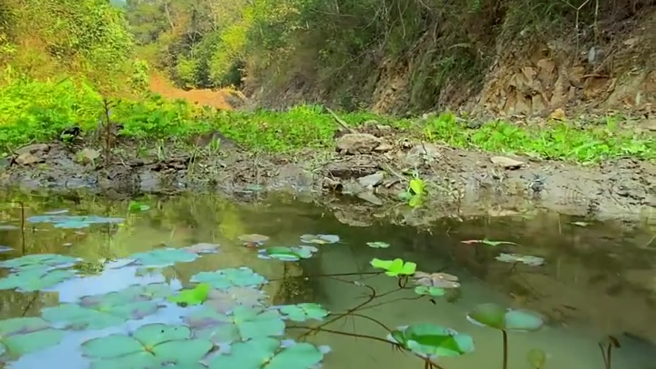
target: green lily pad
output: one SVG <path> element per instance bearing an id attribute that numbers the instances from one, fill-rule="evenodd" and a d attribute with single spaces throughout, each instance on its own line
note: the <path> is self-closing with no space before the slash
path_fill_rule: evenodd
<path id="1" fill-rule="evenodd" d="M 299 303 L 278 307 L 283 318 L 295 322 L 304 322 L 310 319 L 321 320 L 328 315 L 328 311 L 317 303 Z"/>
<path id="2" fill-rule="evenodd" d="M 293 248 L 275 247 L 261 250 L 261 259 L 277 259 L 283 261 L 296 261 L 301 259 L 310 259 L 312 254 L 319 251 L 314 246 L 297 246 Z"/>
<path id="3" fill-rule="evenodd" d="M 285 322 L 278 312 L 259 307 L 237 306 L 231 315 L 206 309 L 190 314 L 184 320 L 192 328 L 199 328 L 202 332 L 199 334 L 201 336 L 197 336 L 231 339 L 227 342 L 215 341 L 216 343 L 229 343 L 240 337 L 245 340 L 282 336 L 285 333 Z"/>
<path id="4" fill-rule="evenodd" d="M 399 327 L 387 336 L 421 357 L 458 357 L 474 351 L 474 339 L 467 334 L 429 323 Z"/>
<path id="5" fill-rule="evenodd" d="M 185 326 L 159 323 L 140 327 L 131 336 L 112 335 L 82 343 L 92 369 L 195 368 L 212 349 L 207 339 L 192 339 Z"/>
<path id="6" fill-rule="evenodd" d="M 246 267 L 228 268 L 216 272 L 201 272 L 192 277 L 194 283 L 208 283 L 213 288 L 249 287 L 266 283 L 266 279 Z"/>
<path id="7" fill-rule="evenodd" d="M 542 317 L 535 313 L 506 309 L 495 303 L 476 306 L 467 315 L 467 320 L 479 326 L 508 331 L 534 331 L 544 324 Z"/>
<path id="8" fill-rule="evenodd" d="M 0 320 L 0 355 L 22 355 L 54 346 L 63 332 L 50 327 L 41 318 L 12 318 Z"/>
<path id="9" fill-rule="evenodd" d="M 0 263 L 0 267 L 14 270 L 68 267 L 73 265 L 79 259 L 70 256 L 54 253 L 35 253 L 26 255 L 16 259 L 10 259 Z"/>
<path id="10" fill-rule="evenodd" d="M 339 242 L 339 236 L 335 234 L 303 234 L 300 236 L 302 242 L 306 244 L 335 244 Z"/>
<path id="11" fill-rule="evenodd" d="M 176 263 L 188 263 L 195 260 L 198 255 L 184 249 L 157 249 L 147 252 L 135 253 L 128 257 L 141 265 L 148 267 L 162 267 L 173 265 Z"/>
<path id="12" fill-rule="evenodd" d="M 417 264 L 411 261 L 404 262 L 401 259 L 380 260 L 374 258 L 369 263 L 374 268 L 384 269 L 385 274 L 391 276 L 411 275 L 417 270 Z"/>
<path id="13" fill-rule="evenodd" d="M 207 299 L 209 292 L 209 284 L 201 283 L 194 288 L 184 290 L 175 296 L 169 296 L 169 301 L 178 304 L 199 305 Z"/>
<path id="14" fill-rule="evenodd" d="M 49 288 L 74 276 L 75 272 L 68 270 L 20 270 L 0 278 L 0 290 L 16 288 L 20 291 L 31 292 Z"/>
<path id="15" fill-rule="evenodd" d="M 367 246 L 375 249 L 386 249 L 390 247 L 390 244 L 387 242 L 382 242 L 381 241 L 376 241 L 375 242 L 367 242 Z"/>
<path id="16" fill-rule="evenodd" d="M 417 286 L 415 288 L 415 293 L 417 295 L 428 295 L 429 296 L 439 297 L 443 296 L 446 291 L 443 288 L 438 287 L 430 287 L 428 286 Z"/>
<path id="17" fill-rule="evenodd" d="M 215 357 L 209 369 L 308 369 L 321 362 L 323 354 L 310 343 L 285 347 L 274 338 L 235 343 L 229 354 Z"/>

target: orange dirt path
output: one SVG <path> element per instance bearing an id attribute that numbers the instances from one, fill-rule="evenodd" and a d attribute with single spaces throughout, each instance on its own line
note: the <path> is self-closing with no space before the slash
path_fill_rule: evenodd
<path id="1" fill-rule="evenodd" d="M 174 86 L 165 77 L 155 74 L 150 76 L 150 91 L 159 93 L 166 98 L 182 98 L 197 105 L 213 106 L 226 110 L 232 110 L 232 107 L 226 100 L 230 94 L 224 89 L 218 91 L 209 89 L 184 91 Z"/>

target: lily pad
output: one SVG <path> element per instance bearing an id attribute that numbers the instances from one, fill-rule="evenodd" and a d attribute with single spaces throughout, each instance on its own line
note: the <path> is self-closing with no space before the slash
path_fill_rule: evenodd
<path id="1" fill-rule="evenodd" d="M 25 292 L 39 291 L 52 287 L 75 276 L 75 272 L 62 269 L 33 269 L 18 271 L 0 278 L 0 290 L 14 288 Z"/>
<path id="2" fill-rule="evenodd" d="M 136 260 L 144 267 L 169 267 L 176 263 L 193 261 L 197 257 L 197 254 L 183 249 L 167 248 L 135 253 L 128 257 Z"/>
<path id="3" fill-rule="evenodd" d="M 283 261 L 296 261 L 301 259 L 310 259 L 312 254 L 319 251 L 314 246 L 296 246 L 293 248 L 275 247 L 260 250 L 261 259 L 277 259 Z"/>
<path id="4" fill-rule="evenodd" d="M 458 357 L 474 351 L 474 339 L 470 336 L 429 323 L 399 327 L 388 335 L 387 339 L 428 359 Z"/>
<path id="5" fill-rule="evenodd" d="M 417 269 L 417 264 L 411 261 L 405 262 L 401 259 L 380 260 L 374 258 L 369 263 L 374 268 L 384 269 L 385 274 L 391 276 L 411 275 Z"/>
<path id="6" fill-rule="evenodd" d="M 522 263 L 531 267 L 539 267 L 544 263 L 544 259 L 541 257 L 519 253 L 501 253 L 495 259 L 504 263 Z"/>
<path id="7" fill-rule="evenodd" d="M 382 242 L 381 241 L 376 241 L 375 242 L 367 242 L 367 246 L 375 249 L 386 249 L 390 247 L 390 244 L 387 242 Z"/>
<path id="8" fill-rule="evenodd" d="M 123 218 L 98 217 L 96 215 L 36 215 L 27 219 L 30 223 L 47 223 L 54 225 L 55 228 L 87 228 L 92 224 L 122 223 Z"/>
<path id="9" fill-rule="evenodd" d="M 428 295 L 429 296 L 443 296 L 446 291 L 443 288 L 430 287 L 428 286 L 417 286 L 415 288 L 415 293 L 417 295 Z"/>
<path id="10" fill-rule="evenodd" d="M 219 313 L 228 313 L 236 306 L 255 307 L 261 305 L 266 295 L 252 287 L 230 287 L 227 290 L 211 290 L 205 305 Z"/>
<path id="11" fill-rule="evenodd" d="M 537 330 L 544 324 L 543 318 L 536 313 L 527 310 L 506 309 L 495 303 L 476 306 L 467 315 L 467 320 L 478 326 L 519 332 Z"/>
<path id="12" fill-rule="evenodd" d="M 306 244 L 335 244 L 339 242 L 339 236 L 335 234 L 303 234 L 300 240 Z"/>
<path id="13" fill-rule="evenodd" d="M 169 301 L 184 305 L 199 305 L 207 299 L 209 284 L 201 283 L 194 288 L 184 290 L 175 296 L 169 296 Z"/>
<path id="14" fill-rule="evenodd" d="M 65 268 L 74 265 L 78 260 L 75 257 L 55 253 L 35 253 L 5 260 L 0 263 L 0 267 L 21 271 Z"/>
<path id="15" fill-rule="evenodd" d="M 87 341 L 82 352 L 94 360 L 92 369 L 190 368 L 197 365 L 213 346 L 207 339 L 192 339 L 189 327 L 155 323 L 142 326 L 130 336 Z"/>
<path id="16" fill-rule="evenodd" d="M 63 334 L 41 318 L 12 318 L 0 320 L 0 355 L 21 355 L 59 343 Z"/>
<path id="17" fill-rule="evenodd" d="M 413 276 L 415 284 L 427 287 L 437 287 L 439 288 L 458 288 L 458 277 L 449 273 L 426 273 L 415 272 Z"/>
<path id="18" fill-rule="evenodd" d="M 285 322 L 276 310 L 237 306 L 232 314 L 222 314 L 211 309 L 201 310 L 185 317 L 192 328 L 200 328 L 197 337 L 212 339 L 215 343 L 282 336 Z M 218 341 L 220 337 L 224 341 Z"/>
<path id="19" fill-rule="evenodd" d="M 278 307 L 283 318 L 295 322 L 304 322 L 310 319 L 321 320 L 328 315 L 328 311 L 317 303 L 299 303 Z"/>
<path id="20" fill-rule="evenodd" d="M 323 354 L 310 343 L 285 347 L 264 337 L 235 343 L 230 353 L 215 357 L 210 369 L 308 369 L 321 362 Z"/>
<path id="21" fill-rule="evenodd" d="M 201 272 L 192 277 L 194 283 L 208 283 L 213 288 L 249 287 L 266 283 L 266 279 L 246 267 L 228 268 L 216 272 Z"/>

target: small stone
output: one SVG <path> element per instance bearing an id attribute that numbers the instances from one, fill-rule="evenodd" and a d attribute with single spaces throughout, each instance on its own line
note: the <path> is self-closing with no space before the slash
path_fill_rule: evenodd
<path id="1" fill-rule="evenodd" d="M 523 162 L 515 160 L 505 156 L 493 156 L 490 158 L 490 161 L 494 164 L 502 166 L 506 169 L 517 169 L 524 165 Z"/>

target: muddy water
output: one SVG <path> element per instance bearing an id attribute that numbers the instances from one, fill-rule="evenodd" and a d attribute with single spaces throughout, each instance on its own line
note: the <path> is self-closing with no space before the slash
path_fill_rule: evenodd
<path id="1" fill-rule="evenodd" d="M 80 257 L 83 262 L 75 267 L 76 278 L 46 291 L 0 292 L 2 318 L 37 316 L 49 307 L 134 284 L 165 283 L 177 290 L 190 286 L 190 279 L 199 272 L 246 266 L 270 281 L 263 289 L 274 305 L 314 302 L 338 313 L 361 304 L 375 291 L 377 297 L 357 311 L 367 318 L 341 318 L 323 327 L 340 334 L 321 332 L 306 337 L 331 347 L 323 361 L 327 369 L 422 368 L 422 362 L 411 354 L 361 336 L 384 338 L 388 332 L 382 326 L 394 329 L 422 322 L 450 327 L 474 338 L 474 352 L 440 358 L 441 367 L 501 368 L 501 333 L 466 318 L 477 304 L 488 302 L 528 309 L 545 320 L 537 332 L 510 333 L 508 368 L 530 368 L 527 352 L 540 349 L 548 357 L 546 368 L 602 369 L 598 343 L 609 335 L 621 345 L 613 352 L 613 368 L 656 368 L 656 242 L 655 230 L 646 227 L 577 223 L 584 220 L 544 213 L 531 219 L 445 221 L 424 230 L 382 223 L 356 228 L 340 223 L 325 209 L 280 198 L 247 204 L 209 196 L 146 198 L 140 201 L 149 208 L 136 212 L 128 210 L 129 202 L 93 197 L 7 194 L 5 200 L 18 198 L 24 204 L 22 209 L 9 202 L 0 209 L 0 245 L 13 249 L 0 254 L 0 259 L 53 253 Z M 123 221 L 84 228 L 56 228 L 29 221 L 30 217 L 53 211 L 118 217 Z M 298 245 L 304 234 L 335 234 L 340 242 L 319 245 L 312 257 L 285 264 L 258 257 L 256 249 L 245 247 L 237 240 L 250 233 L 270 236 L 265 246 Z M 512 244 L 493 246 L 471 241 L 485 239 Z M 368 247 L 367 242 L 373 241 L 390 246 Z M 134 253 L 199 242 L 220 244 L 220 252 L 164 268 L 127 263 Z M 539 266 L 512 265 L 495 259 L 501 253 L 530 255 L 544 261 Z M 375 270 L 369 262 L 373 257 L 413 261 L 418 270 L 458 276 L 461 286 L 433 302 L 417 299 L 412 289 L 395 291 L 398 288 L 394 278 L 372 274 Z M 354 280 L 359 283 L 353 284 Z M 142 319 L 100 330 L 68 329 L 56 345 L 18 357 L 3 357 L 9 368 L 43 367 L 53 362 L 65 362 L 62 368 L 88 368 L 90 360 L 79 348 L 85 341 L 133 332 L 147 323 L 181 323 L 182 316 L 199 307 L 182 307 L 165 301 L 162 305 Z M 298 338 L 306 332 L 291 328 L 304 323 L 287 321 L 287 337 Z"/>

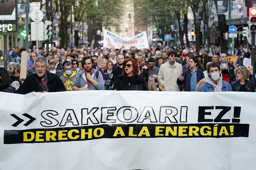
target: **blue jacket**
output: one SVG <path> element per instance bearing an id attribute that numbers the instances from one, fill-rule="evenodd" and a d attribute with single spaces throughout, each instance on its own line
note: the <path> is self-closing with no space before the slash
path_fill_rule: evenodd
<path id="1" fill-rule="evenodd" d="M 187 72 L 188 72 L 187 73 Z M 183 76 L 184 77 L 184 79 L 183 81 L 181 81 L 179 80 L 179 77 L 177 79 L 177 84 L 179 86 L 181 85 L 184 81 L 185 81 L 185 88 L 184 89 L 184 91 L 191 91 L 191 88 L 190 86 L 190 80 L 192 77 L 192 74 L 191 74 L 191 69 L 188 69 L 183 73 L 181 74 L 181 77 Z M 196 81 L 197 83 L 205 78 L 205 75 L 203 73 L 201 70 L 196 70 Z"/>
<path id="2" fill-rule="evenodd" d="M 223 80 L 221 81 L 222 81 L 221 91 L 233 91 L 230 84 L 225 81 Z M 212 92 L 214 91 L 214 87 L 207 82 L 205 82 L 201 85 L 198 90 L 199 92 Z"/>

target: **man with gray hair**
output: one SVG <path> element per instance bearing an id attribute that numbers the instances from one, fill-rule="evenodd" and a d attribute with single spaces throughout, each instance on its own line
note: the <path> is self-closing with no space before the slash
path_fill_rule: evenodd
<path id="1" fill-rule="evenodd" d="M 50 60 L 49 61 L 49 71 L 50 73 L 56 74 L 59 77 L 60 77 L 62 76 L 62 73 L 55 68 L 56 66 L 56 61 L 54 59 Z"/>
<path id="2" fill-rule="evenodd" d="M 20 94 L 32 92 L 37 93 L 66 91 L 60 78 L 55 74 L 47 71 L 49 67 L 47 59 L 39 56 L 35 60 L 35 74 L 29 75 L 20 87 Z"/>
<path id="3" fill-rule="evenodd" d="M 31 61 L 29 61 L 27 65 L 27 73 L 28 74 L 31 74 L 35 72 L 35 71 L 32 69 L 34 61 L 38 57 L 38 54 L 36 52 L 31 53 Z"/>
<path id="4" fill-rule="evenodd" d="M 20 66 L 16 63 L 12 63 L 9 67 L 9 72 L 11 73 L 11 84 L 15 87 L 15 93 L 19 94 L 21 83 L 19 81 Z"/>

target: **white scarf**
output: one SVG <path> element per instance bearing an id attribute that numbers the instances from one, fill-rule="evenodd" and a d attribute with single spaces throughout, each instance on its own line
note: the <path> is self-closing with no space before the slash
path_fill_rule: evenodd
<path id="1" fill-rule="evenodd" d="M 212 86 L 214 88 L 214 92 L 221 92 L 221 87 L 222 87 L 222 74 L 220 73 L 220 76 L 219 79 L 219 82 L 215 84 L 212 82 L 212 79 L 209 77 L 208 74 L 207 75 L 207 79 L 206 79 L 206 82 L 212 85 Z"/>

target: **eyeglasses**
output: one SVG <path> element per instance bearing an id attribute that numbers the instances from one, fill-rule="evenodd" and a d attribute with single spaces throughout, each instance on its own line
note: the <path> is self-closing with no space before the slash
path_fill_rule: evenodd
<path id="1" fill-rule="evenodd" d="M 123 65 L 124 67 L 126 67 L 127 66 L 127 67 L 129 68 L 131 67 L 131 66 L 133 66 L 132 64 L 123 64 Z"/>
<path id="2" fill-rule="evenodd" d="M 147 71 L 148 71 L 148 70 L 149 70 L 149 68 L 142 68 L 141 70 L 144 71 L 145 70 L 147 70 Z"/>

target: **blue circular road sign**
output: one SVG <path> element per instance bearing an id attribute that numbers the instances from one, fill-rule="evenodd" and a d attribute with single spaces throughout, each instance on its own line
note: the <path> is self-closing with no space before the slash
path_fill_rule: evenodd
<path id="1" fill-rule="evenodd" d="M 237 32 L 237 28 L 236 26 L 231 25 L 228 28 L 228 31 L 231 34 L 234 34 Z"/>

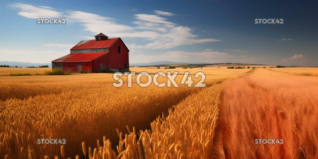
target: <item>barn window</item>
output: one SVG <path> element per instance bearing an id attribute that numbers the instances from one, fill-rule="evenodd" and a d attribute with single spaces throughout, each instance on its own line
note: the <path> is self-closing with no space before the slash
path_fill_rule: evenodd
<path id="1" fill-rule="evenodd" d="M 95 40 L 96 41 L 100 41 L 100 37 L 95 37 Z"/>

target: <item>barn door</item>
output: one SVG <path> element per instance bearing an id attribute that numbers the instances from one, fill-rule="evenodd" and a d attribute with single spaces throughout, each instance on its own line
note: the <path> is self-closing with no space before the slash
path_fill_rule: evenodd
<path id="1" fill-rule="evenodd" d="M 100 64 L 100 71 L 102 71 L 103 70 L 103 69 L 104 69 L 104 67 L 103 66 L 103 64 Z"/>
<path id="2" fill-rule="evenodd" d="M 82 71 L 82 64 L 77 64 L 77 72 L 80 72 Z"/>

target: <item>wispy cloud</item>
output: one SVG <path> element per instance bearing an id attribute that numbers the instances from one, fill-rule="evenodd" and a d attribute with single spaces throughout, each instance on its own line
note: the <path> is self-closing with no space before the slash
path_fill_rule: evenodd
<path id="1" fill-rule="evenodd" d="M 39 5 L 39 6 L 38 6 L 40 7 L 44 8 L 47 8 L 47 9 L 54 9 L 54 8 L 53 8 L 50 7 L 48 7 L 47 6 L 42 6 L 42 5 Z"/>
<path id="2" fill-rule="evenodd" d="M 263 57 L 247 57 L 246 56 L 231 55 L 227 52 L 204 51 L 186 52 L 181 51 L 168 51 L 156 55 L 141 54 L 129 56 L 130 60 L 135 62 L 149 62 L 156 61 L 169 60 L 176 62 L 207 63 L 237 62 L 249 63 L 258 62 Z"/>
<path id="3" fill-rule="evenodd" d="M 173 16 L 176 15 L 176 14 L 172 13 L 169 12 L 162 11 L 161 10 L 154 10 L 153 11 L 153 12 L 155 13 L 155 14 L 159 14 L 159 15 L 162 15 L 163 16 Z"/>
<path id="4" fill-rule="evenodd" d="M 295 54 L 294 55 L 287 59 L 284 59 L 282 60 L 283 61 L 287 61 L 293 59 L 303 59 L 305 58 L 305 56 L 303 54 Z"/>
<path id="5" fill-rule="evenodd" d="M 36 7 L 20 3 L 13 3 L 8 6 L 11 8 L 19 10 L 18 14 L 31 19 L 60 17 L 62 14 L 53 10 L 53 8 L 49 7 Z"/>
<path id="6" fill-rule="evenodd" d="M 248 51 L 247 50 L 238 50 L 238 49 L 224 49 L 224 51 L 234 51 L 235 52 L 248 52 Z"/>
<path id="7" fill-rule="evenodd" d="M 74 46 L 75 44 L 56 44 L 52 43 L 51 44 L 44 44 L 46 46 L 59 46 L 59 47 L 69 47 Z"/>
<path id="8" fill-rule="evenodd" d="M 295 65 L 297 64 L 298 66 L 306 66 L 308 64 L 309 60 L 303 54 L 295 54 L 289 58 L 283 59 L 281 61 L 287 64 Z"/>
<path id="9" fill-rule="evenodd" d="M 156 15 L 135 14 L 135 18 L 137 20 L 133 22 L 135 26 L 133 26 L 118 24 L 115 19 L 111 17 L 78 10 L 68 10 L 62 13 L 53 9 L 21 3 L 13 3 L 10 6 L 19 10 L 19 15 L 28 18 L 52 17 L 63 14 L 67 18 L 68 24 L 79 23 L 84 28 L 83 30 L 92 34 L 102 32 L 110 37 L 140 38 L 146 42 L 143 45 L 130 45 L 128 46 L 132 50 L 167 49 L 181 45 L 221 41 L 214 38 L 199 38 L 198 35 L 192 33 L 192 29 L 170 22 L 160 16 L 175 14 L 159 10 L 153 11 Z"/>
<path id="10" fill-rule="evenodd" d="M 289 41 L 289 40 L 292 40 L 294 39 L 293 38 L 283 38 L 281 39 L 278 40 L 278 41 L 286 41 L 286 40 Z"/>

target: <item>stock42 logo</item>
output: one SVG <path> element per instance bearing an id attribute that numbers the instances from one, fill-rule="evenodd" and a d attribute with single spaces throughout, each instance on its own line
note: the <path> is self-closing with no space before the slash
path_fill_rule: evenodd
<path id="1" fill-rule="evenodd" d="M 166 73 L 163 72 L 158 72 L 151 75 L 147 72 L 141 72 L 136 74 L 135 72 L 125 72 L 123 74 L 121 73 L 117 72 L 114 74 L 113 78 L 116 81 L 113 83 L 113 85 L 115 87 L 120 87 L 124 85 L 124 80 L 121 77 L 123 76 L 127 78 L 127 86 L 128 87 L 132 87 L 133 76 L 136 77 L 136 83 L 142 87 L 147 87 L 153 83 L 155 86 L 159 87 L 171 87 L 171 86 L 175 87 L 179 87 L 179 85 L 176 81 L 176 78 L 179 74 L 179 72 L 174 72 L 172 73 L 171 72 L 167 72 Z M 187 85 L 188 87 L 192 87 L 194 84 L 192 77 L 190 76 L 190 72 L 185 72 L 183 74 L 182 78 L 180 81 L 180 84 Z M 195 74 L 194 78 L 198 79 L 197 82 L 193 86 L 194 87 L 205 87 L 206 84 L 204 83 L 205 80 L 205 74 L 202 72 L 198 72 Z M 148 79 L 147 81 L 143 83 L 141 80 L 143 76 L 145 76 Z M 158 78 L 159 76 L 162 76 L 166 78 L 166 81 L 158 81 Z"/>

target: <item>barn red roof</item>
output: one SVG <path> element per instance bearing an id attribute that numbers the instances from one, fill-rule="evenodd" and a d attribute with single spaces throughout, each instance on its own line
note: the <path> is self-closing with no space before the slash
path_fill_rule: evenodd
<path id="1" fill-rule="evenodd" d="M 95 40 L 81 41 L 70 50 L 109 47 L 119 39 L 119 38 L 117 38 L 98 41 Z"/>
<path id="2" fill-rule="evenodd" d="M 70 53 L 51 62 L 67 62 L 90 61 L 108 53 L 108 52 L 106 52 L 98 53 Z"/>
<path id="3" fill-rule="evenodd" d="M 106 35 L 101 32 L 99 34 L 98 34 L 97 35 L 95 35 L 95 36 L 94 37 L 104 37 L 108 38 L 108 37 L 106 36 Z"/>

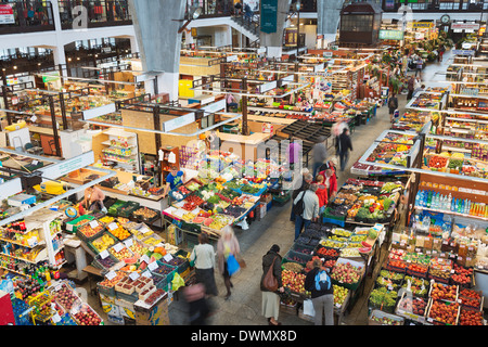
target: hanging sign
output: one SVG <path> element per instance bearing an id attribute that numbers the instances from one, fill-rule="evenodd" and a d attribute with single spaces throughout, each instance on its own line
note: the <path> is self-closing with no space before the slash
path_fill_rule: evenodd
<path id="1" fill-rule="evenodd" d="M 0 24 L 15 24 L 11 4 L 0 4 Z"/>
<path id="2" fill-rule="evenodd" d="M 402 40 L 403 31 L 401 30 L 380 30 L 380 40 Z"/>
<path id="3" fill-rule="evenodd" d="M 262 33 L 277 33 L 278 0 L 261 0 L 260 21 Z"/>

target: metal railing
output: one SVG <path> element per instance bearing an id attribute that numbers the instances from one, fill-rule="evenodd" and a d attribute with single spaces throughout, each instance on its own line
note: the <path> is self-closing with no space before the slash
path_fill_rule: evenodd
<path id="1" fill-rule="evenodd" d="M 50 1 L 42 0 L 11 0 L 0 1 L 7 11 L 5 21 L 0 25 L 0 35 L 24 34 L 54 30 L 54 20 Z M 9 16 L 10 9 L 12 15 Z"/>
<path id="2" fill-rule="evenodd" d="M 88 28 L 132 24 L 128 0 L 59 0 L 59 7 L 63 29 L 72 29 L 81 13 L 87 15 Z"/>

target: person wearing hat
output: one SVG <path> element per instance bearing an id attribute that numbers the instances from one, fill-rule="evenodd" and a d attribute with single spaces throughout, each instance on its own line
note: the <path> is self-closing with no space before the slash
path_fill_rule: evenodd
<path id="1" fill-rule="evenodd" d="M 313 177 L 317 176 L 320 167 L 328 158 L 328 147 L 325 145 L 326 137 L 321 136 L 317 139 L 317 143 L 313 145 L 312 155 L 313 155 Z"/>
<path id="2" fill-rule="evenodd" d="M 280 246 L 272 245 L 271 248 L 267 252 L 267 254 L 262 257 L 262 275 L 261 275 L 261 295 L 262 295 L 262 305 L 261 311 L 262 316 L 268 319 L 269 325 L 281 325 L 278 321 L 278 316 L 280 313 L 280 295 L 275 292 L 270 292 L 262 284 L 262 280 L 265 279 L 268 270 L 272 267 L 272 272 L 278 282 L 278 291 L 280 293 L 284 293 L 283 282 L 281 278 L 281 260 L 282 257 L 279 254 Z"/>

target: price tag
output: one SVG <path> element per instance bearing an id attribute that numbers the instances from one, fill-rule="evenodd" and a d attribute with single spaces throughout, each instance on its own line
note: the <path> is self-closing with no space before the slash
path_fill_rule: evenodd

-------------------------

▶ [Set exercise]:
With the line containing "target: person wearing hat" as the first and the last line of the records as the final one, print exactly the lines in that span.

▶ [Full output]:
target: person wearing hat
output: one SVG <path> element per instance bearing an id attribute that numbers the instances from one, fill-rule="evenodd" and a d attribute with single spaces throughout, each instance on its own line
note: the <path> is self-closing with no space before the slash
path_fill_rule: evenodd
<path id="1" fill-rule="evenodd" d="M 313 177 L 317 176 L 320 167 L 328 158 L 328 147 L 325 145 L 326 137 L 321 136 L 317 139 L 317 143 L 313 145 L 312 155 L 313 155 Z"/>
<path id="2" fill-rule="evenodd" d="M 280 246 L 272 245 L 271 248 L 267 252 L 267 254 L 262 257 L 262 275 L 261 275 L 261 295 L 262 295 L 262 305 L 261 311 L 262 316 L 268 319 L 269 325 L 281 325 L 278 321 L 278 316 L 280 313 L 280 295 L 275 292 L 270 292 L 262 284 L 262 280 L 265 279 L 268 270 L 272 267 L 272 272 L 278 282 L 278 291 L 280 293 L 284 293 L 283 282 L 281 278 L 281 260 L 282 257 L 279 254 Z"/>

target: price tag
output: one SVG <path> element per instance bearing an id attribute that numbers the instances from one, fill-rule="evenodd" and a d attribute with single spaces throughout, each instance on its own line
note: the <path> is self-closing with no space before the slash
path_fill_rule: evenodd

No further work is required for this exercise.